>> Start TASK DATA
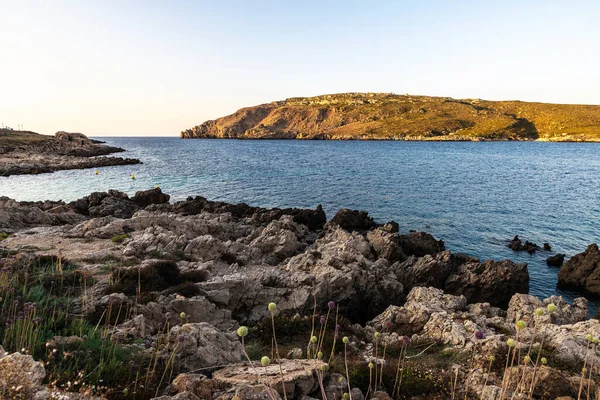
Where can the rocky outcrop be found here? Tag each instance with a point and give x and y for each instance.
(517, 245)
(201, 345)
(21, 377)
(582, 271)
(387, 116)
(352, 220)
(30, 153)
>> End TASK DATA
Render the material above as a two-column CSV with the columns request and points, one row per request, putting its text and its answer each in one quoted field with line breaks turned into spaces. Cover all of the material and leave the pictures out.

request,points
"Where can the rocky outcrop be found here? Tag each instance with a point and give x and y for each instance.","(517, 245) (201, 345) (21, 377) (582, 271) (387, 116) (352, 220) (30, 153)"